### ЗАДАНИЕ
Отредактируйте отрывок об антиутопии Рэнд: приведите заново ту его часть, что открывается словами «А если не будут» и завершается словами «World She Made).», заменив «лачуги» на «хибары».

А если не будут произведены необходимые товары, наступят тяжелые времена. Антиутопия, нарисованная Рэнд, кажется пророческой: «дешевые строения, которые через несколько лет после возникновения превращаются в неряшливые обветшалые лачуги», «командная» экономика, подавляющая обычных людей, которые «не интересуются, что с ними станется через неделю» и находят успокоение в «большом новом телевизоре в освещенной комнате дома, крыша которого осела, а стены потрескались». Предвидение Рэнд основано на воспоминаниях из детства, проведенного в России: о большевистской революции и «правлении Ленина и переходном периоде от примитивного капитализма к жестокому коммунизму», как это называет Анна Хеллер в книге «Айд Рэнд и мир, который она создала» (англ. Ayn Rand and the World She Made).

### ИСХОДНЫЕ ДАННЫЕ
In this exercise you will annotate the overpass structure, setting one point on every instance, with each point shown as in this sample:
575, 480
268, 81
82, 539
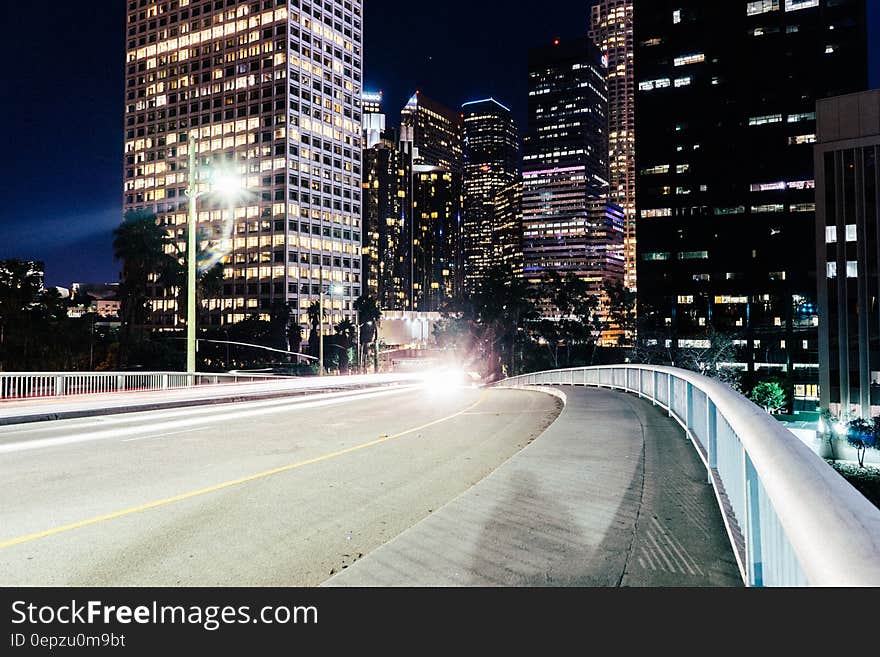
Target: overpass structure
790, 518
382, 480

### ПОЛНЫЙ ОТВЕТ
А если не будут произведены необходимые товары, наступят тяжелые времена. Антиутопия, нарисованная Рэнд, кажется пророческой: «дешевые строения, которые через несколько лет после возникновения превращаются в неряшливые обветшалые хибары», «командная» экономика, подавляющая обычных людей, которые «не интересуются, что с ними станется через неделю» и находят успокоение в «большом новом телевизоре в освещенной комнате дома, крыша которого осела, а стены потрескались». Предвидение Рэнд основано на воспоминаниях из детства, проведенного в России: о большевистской революции и «правлении Ленина и переходном периоде от примитивного капитализма к жестокому коммунизму», как это называет Анна Хеллер в книге «Айд Рэнд и мир, который она создала» (англ. Ayn Rand and the World She Made).